Санкт-Петербург

www.opeterburge.ru

Всё, что нужно знать о Петербурге

Часть 2 глава 5

    Продолжим далее цитировать записки Берхгольца, так как из них выясняются любопытные подробности постройки колокольни собора. Под 6 июня 1723 года Берхгольц записал: ветром совершенно согнуло крест на церкви в Петровской крепости», а под 30 сентября того же года: «в истекшем сентябре месяце здесь начали прекрасный большой шпиц на Петропавловской крепости покрывать сильно вызолоченными в огне медными листами; но перед тем еще наверху его поставили летящего, вызолоченного ангела (величиной более, чем в рост человеческий), в руке которого по ветру поворачивается знамя» (*40 прим.) — последняя фраза Берхгольца может вызвать некоторое недоумение — едва ли ангел имел в руках знамя, а не крест ­ постановку такой фигуры на шпице православной церкви едва ли разрешило духовенство, и нужно думать, что Берхгольц ошибся. Теперешний ангел не Петровский, а более позднего, как увидит читатель из дальнейшего изложения, времени. Сохранились еще некоторые данныя о колокольне Петропавловского собора Петровского времени: «по крепости шло в 1719 году золочение 198 футового шпица соборной башни от подошвы, имевшей вышины 345 футов. Шпиц обит медными листами весом в 744 пуда 26 фунтов (*41 прим.)

     Петровское повеление «о поспешении» в постройке башни городской или Петропавловской колокольни было выполнено, самая же церковь строилась действительно, не спеша; в год смерти Петра Великого стены еще не были возведены до сводов, и гроб Петра Великого принесли в недоконченный собор и поставили над землею; в этом положении гроб находился до 31 мая 1731 года (*42 прим.), когда его, наконец, предали земле; самое же освящение Петропавловского собора совершилось 29 июня 1733 года.

     Оно не сопровождалось особенно торжественною церемониею, так как императрица Анна Иоанновна носила глубокий траур по умершей своей сестре цесаревне Екатерине Ивановне, похороненной 26 июня в Александро­Невском монастыре. Особенно бросилось петербуржцам в глаза при церемонии освящения церкви, что все кавалеры ордена Андрея Первозванного были в траурных мантиях (*43 прим.).

Блок данных
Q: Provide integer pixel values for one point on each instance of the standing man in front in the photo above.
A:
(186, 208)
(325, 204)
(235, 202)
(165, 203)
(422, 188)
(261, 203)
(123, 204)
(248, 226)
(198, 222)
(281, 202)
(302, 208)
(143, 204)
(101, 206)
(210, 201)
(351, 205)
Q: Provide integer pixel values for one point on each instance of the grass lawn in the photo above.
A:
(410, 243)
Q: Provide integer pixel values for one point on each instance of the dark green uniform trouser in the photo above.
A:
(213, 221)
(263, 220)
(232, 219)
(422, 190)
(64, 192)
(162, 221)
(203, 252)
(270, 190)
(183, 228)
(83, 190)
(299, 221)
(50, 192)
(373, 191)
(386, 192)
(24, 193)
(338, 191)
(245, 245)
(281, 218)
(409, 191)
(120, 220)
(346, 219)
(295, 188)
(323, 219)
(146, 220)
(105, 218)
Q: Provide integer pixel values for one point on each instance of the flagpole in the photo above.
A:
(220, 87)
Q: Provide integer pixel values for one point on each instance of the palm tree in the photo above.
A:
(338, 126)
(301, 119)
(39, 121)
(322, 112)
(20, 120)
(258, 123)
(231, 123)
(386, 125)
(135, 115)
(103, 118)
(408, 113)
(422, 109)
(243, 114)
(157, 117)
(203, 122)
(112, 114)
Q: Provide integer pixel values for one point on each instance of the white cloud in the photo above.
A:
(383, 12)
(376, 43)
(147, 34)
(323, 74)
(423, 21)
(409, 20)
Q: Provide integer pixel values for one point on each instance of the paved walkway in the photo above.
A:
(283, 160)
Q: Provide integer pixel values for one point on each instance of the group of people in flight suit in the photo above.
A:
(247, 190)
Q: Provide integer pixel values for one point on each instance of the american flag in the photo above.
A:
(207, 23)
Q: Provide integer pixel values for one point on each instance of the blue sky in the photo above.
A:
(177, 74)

[Задание 1]
Приведите дословно часть фрагмента о Петропавловском соборе от «Оно не сопровождалось» до «мантиях (*43 прим.).».
[Задание 2]
Когда, согласно фрагменту о Петропавловском соборе, было совершено освящение собора?

[Разбор ответа 1]
Оно не сопровождалось особенно торжественною церемониею, так как императрица Анна Иоанновна носила глубокий траур по умершей своей сестре цесаревне Екатерине Ивановне, похороненной 26 июня в Александро­Невском монастыре. Особенно бросилось петербуржцам в глаза при церемонии освящения церкви, что все кавалеры ордена Андрея Первозванного были в траурных мантиях (*43 прим.).

[Разбор ответа 2]
Освящение Петропавловского собора совершилось 29 июня 1733 года.